══ Provided passage ══
Premier Doug Ford’s government is listening and Finance Minister Rod Phillips really wants you to know that.
“We listened to Ontarians,” said Phillips in a news conference after delivering the government’s budget update on Wednesday afternoon.
“We listened to what they thought was working well in the plan that we had, and we listened to the concerns that they had,” Phillips added.
“So you can expect this is a government that has listened and is going to continue to listen, and make sure that we make adjustments as we go along.”
The fiscal tally of all that listening is found in the pages of Phillips’s fall economic statement. The document accounts for the government’s recent backtracks, updating the budget from the $163.4 billion spending plan tabled in April by Vic Fedeli, whom Ford dumped as finance minister two months later.
═══
══ Recorded data ══
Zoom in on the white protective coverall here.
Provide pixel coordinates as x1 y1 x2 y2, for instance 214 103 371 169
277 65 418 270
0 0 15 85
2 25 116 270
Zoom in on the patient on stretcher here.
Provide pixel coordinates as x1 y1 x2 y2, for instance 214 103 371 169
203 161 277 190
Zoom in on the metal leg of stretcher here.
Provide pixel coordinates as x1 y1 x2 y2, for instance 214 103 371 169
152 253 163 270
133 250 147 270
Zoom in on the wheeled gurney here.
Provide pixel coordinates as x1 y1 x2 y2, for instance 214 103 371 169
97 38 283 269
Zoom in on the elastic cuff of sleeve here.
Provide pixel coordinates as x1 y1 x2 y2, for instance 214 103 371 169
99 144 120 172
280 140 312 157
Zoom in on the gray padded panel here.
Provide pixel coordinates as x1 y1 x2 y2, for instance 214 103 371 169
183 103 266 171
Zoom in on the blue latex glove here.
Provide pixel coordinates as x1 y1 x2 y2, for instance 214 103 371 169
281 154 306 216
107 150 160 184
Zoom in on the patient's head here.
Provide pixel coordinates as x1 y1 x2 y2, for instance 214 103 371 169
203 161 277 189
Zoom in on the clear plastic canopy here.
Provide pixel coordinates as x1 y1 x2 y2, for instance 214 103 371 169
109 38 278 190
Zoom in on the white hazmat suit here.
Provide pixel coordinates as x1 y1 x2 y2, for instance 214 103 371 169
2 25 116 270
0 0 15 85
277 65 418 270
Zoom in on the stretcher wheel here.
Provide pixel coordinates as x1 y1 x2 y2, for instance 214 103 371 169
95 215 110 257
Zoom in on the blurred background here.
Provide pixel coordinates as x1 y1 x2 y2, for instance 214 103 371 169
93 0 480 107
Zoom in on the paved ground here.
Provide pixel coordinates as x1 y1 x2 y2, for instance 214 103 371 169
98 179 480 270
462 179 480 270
═══
Task set ->
**1.** Answer these questions using the article on Ontario's fall economic statement:
(a) On what day did Rod Phillips deliver the government's budget update?
(b) How large was the spending plan tabled in April?
(c) Who tabled that April spending plan?
**2.** Pick up the article on Ontario's fall economic statement after its last sentence and continue it.
The records are not needed for any of this work.

Expected answers ->
**1.**
(a) Wednesday
(b) $163.4 billion
(c) Vic Fedeli

**2.**
The fall economic statement is part of the Ford government’s attempts to portray itself as new and improved, striking a new tone, turning over a new leaf. The budget update tries to do this by highlighting the spending cuts on which the government reversed course and recasting them as spending increases.
Technically, it’s true the PCs are increasing program spending by $1.3 billion from the April budget. In reality, this is simply putting some spending cuts that didn’t happen back on the government’s books.
Does a reversal of a spending cut equal a spending increase? NDP leader Andrea Horwath doesn’t think so.
The fiscal update reflects merely “a softening of their previous cuts, a backtracking on some of their cuts, a delaying of some of their cuts, but really the cuts are still coming,” Horwath said Wednesday on CBC’s Power and Politics.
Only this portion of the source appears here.